In the expert group, the significant differences were seen in Tests 1 vs. 3, Tests 1 vs. 4, Tests 1 vs. 5, and Tests 1 vs. 6, suggesting that a significant scoring ability for this simulation test can be obtained after just Tests 1 and 2. Ideally, the PVP experts should have achieved high scores on Tests 1 and 2 as well. Low score on those tests in this study may suggest that preliminary experience was still required to become accustomed to SNIPURS even in the expert group. An additional reason for the experts’ initial low scores could be that SNIPURS used the single-puncture view. The puncture direction is determined using a biplane view in most facilities. SNIPURS with a single-puncture view might be difficult for experts who have usually performed vertebral needle targeting with the isocenter puncture (ISOP) method [10], cathelin needle-assisted puncture (CAP) method [25], or the angle fixation method [26]. Nevertheless, the experts obtained the highest scores of the three groups on each test and got a perfect score on Test 6 with no coaching.

The expert group tended to have higher scores than the coaching and non-coaching groups, especially on Test 1, which suggests that the ability of the coaching and non-coaching groups to grasp SNIPURS the first time tended to be lower than that of the expert group. However, the between-group differences did not reach significance, perhaps because the expert group did not acquire the ideal high scores (from the first Test) as mentioned above.

Among the examinees who received coaching, a significant increase in score was observed for Test 2 (after the first coaching). In addition, after the second coaching (post-Test 4), the coaching group's average score on Test 5 caught up with that of the expert group. All of the examinees who received coaching achieved the perfect score of 8 points on Test 6, and thus the learning mission in SNIPURS was completed with two brief coaching sessions.

Among the examinees of the non-coaching group, a significant increase in score was observed for both Test 5 and Test 6 compared to the score on Test 1; that is, no significant learning results were obtained from Tests 1 to 4. This result may indicate that the learning curve in the non-coaching group tended to increase slowly. In addition, there were 3 trainees in the non-coaching group who did not reach the perfect 8-point score on Test 6, suggesting that they might need to take further simulation training.

## ABOUT THIS TASK
Quote the passage on SNIPURS test scores word for word from "The expert group tended" to "as mentioned above.".

## DATA
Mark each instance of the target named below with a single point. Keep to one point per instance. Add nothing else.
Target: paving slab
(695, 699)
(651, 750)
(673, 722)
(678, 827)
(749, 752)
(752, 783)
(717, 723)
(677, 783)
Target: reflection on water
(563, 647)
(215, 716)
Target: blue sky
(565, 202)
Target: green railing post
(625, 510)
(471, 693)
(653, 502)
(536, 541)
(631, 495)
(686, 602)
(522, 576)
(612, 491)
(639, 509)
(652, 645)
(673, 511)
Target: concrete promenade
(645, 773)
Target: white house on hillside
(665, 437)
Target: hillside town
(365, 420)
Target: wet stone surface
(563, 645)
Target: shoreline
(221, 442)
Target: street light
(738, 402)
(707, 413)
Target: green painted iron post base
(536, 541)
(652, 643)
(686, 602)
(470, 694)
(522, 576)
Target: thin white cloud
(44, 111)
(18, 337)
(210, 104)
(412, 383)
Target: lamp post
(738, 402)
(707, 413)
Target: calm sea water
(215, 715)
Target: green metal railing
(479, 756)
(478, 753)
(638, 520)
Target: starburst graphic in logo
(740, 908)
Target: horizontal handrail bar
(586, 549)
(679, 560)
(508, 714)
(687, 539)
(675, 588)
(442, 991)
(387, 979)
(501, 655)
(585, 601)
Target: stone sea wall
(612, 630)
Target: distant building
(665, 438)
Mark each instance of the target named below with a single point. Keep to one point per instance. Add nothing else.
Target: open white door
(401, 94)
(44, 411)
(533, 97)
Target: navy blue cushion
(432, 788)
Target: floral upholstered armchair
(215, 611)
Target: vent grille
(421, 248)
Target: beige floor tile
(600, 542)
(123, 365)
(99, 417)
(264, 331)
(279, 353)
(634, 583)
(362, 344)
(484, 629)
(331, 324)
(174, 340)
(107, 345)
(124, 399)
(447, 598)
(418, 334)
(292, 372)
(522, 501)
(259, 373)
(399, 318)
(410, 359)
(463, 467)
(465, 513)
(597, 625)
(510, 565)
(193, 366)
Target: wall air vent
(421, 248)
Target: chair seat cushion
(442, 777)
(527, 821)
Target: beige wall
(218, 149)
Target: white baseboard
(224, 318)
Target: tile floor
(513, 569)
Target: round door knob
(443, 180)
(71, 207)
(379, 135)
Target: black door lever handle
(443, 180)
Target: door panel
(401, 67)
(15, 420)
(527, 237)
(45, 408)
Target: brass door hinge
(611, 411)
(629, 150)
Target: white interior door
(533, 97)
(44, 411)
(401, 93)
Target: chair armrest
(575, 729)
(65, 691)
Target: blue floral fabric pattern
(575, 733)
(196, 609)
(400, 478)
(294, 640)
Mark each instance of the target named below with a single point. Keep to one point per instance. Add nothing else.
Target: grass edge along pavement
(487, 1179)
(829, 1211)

==

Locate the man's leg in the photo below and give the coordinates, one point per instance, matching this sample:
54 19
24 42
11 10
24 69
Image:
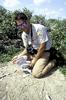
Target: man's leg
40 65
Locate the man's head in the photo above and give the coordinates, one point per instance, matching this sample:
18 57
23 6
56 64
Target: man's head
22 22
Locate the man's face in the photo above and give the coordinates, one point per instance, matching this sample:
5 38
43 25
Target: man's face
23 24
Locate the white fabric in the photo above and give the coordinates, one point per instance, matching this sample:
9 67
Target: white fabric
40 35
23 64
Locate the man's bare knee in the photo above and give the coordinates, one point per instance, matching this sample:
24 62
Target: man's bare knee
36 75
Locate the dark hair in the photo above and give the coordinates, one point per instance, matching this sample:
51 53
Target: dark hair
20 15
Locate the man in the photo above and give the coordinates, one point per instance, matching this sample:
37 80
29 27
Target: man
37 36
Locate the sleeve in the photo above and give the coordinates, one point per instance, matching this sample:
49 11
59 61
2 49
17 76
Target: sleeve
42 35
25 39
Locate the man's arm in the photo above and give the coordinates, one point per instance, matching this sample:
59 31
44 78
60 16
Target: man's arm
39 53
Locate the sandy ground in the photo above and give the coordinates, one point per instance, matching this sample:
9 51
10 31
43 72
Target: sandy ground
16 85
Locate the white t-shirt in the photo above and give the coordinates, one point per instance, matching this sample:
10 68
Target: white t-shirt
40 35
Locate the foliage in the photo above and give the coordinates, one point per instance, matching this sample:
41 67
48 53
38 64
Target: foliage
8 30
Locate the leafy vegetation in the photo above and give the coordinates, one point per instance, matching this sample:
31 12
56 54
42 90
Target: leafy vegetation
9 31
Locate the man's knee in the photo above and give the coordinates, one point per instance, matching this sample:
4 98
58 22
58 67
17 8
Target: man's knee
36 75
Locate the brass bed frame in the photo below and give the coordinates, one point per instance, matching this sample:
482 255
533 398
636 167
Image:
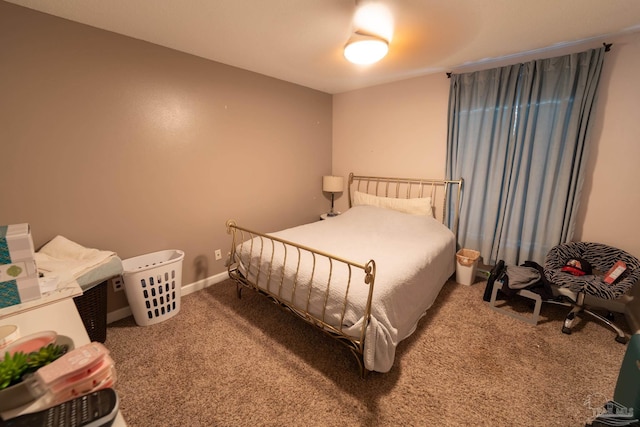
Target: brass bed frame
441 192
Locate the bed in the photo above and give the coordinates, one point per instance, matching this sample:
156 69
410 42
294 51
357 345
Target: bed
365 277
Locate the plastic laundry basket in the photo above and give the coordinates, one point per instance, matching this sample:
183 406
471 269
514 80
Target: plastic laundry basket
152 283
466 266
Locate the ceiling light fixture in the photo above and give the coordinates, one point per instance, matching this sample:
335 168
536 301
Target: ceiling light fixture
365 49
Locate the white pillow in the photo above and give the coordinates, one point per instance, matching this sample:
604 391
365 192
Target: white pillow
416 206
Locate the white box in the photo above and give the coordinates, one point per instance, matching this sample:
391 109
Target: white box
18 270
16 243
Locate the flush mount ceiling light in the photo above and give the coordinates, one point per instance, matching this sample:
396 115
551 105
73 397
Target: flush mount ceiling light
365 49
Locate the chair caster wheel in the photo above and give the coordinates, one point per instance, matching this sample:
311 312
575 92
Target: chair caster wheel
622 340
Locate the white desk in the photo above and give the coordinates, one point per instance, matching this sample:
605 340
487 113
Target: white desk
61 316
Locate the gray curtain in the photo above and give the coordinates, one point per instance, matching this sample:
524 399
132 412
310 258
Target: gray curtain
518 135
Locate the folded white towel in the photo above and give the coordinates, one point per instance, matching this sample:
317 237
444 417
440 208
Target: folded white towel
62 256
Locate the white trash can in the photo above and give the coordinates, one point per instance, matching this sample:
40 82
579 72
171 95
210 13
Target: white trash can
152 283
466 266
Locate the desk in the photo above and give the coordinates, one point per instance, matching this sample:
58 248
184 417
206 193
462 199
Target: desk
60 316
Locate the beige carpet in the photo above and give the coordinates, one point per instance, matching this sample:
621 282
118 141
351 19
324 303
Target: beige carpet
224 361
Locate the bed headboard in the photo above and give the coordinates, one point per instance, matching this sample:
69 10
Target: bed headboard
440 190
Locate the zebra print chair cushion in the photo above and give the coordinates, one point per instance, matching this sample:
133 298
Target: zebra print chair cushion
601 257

## REPLY TO THE EXERCISE
The expert group tended to have higher scores than the coaching and non-coaching groups, especially on Test 1, which suggests that the ability of the coaching and non-coaching groups to grasp SNIPURS the first time tended to be lower than that of the expert group. However, the between-group differences did not reach significance, perhaps because the expert group did not acquire the ideal high scores (from the first Test) as mentioned above.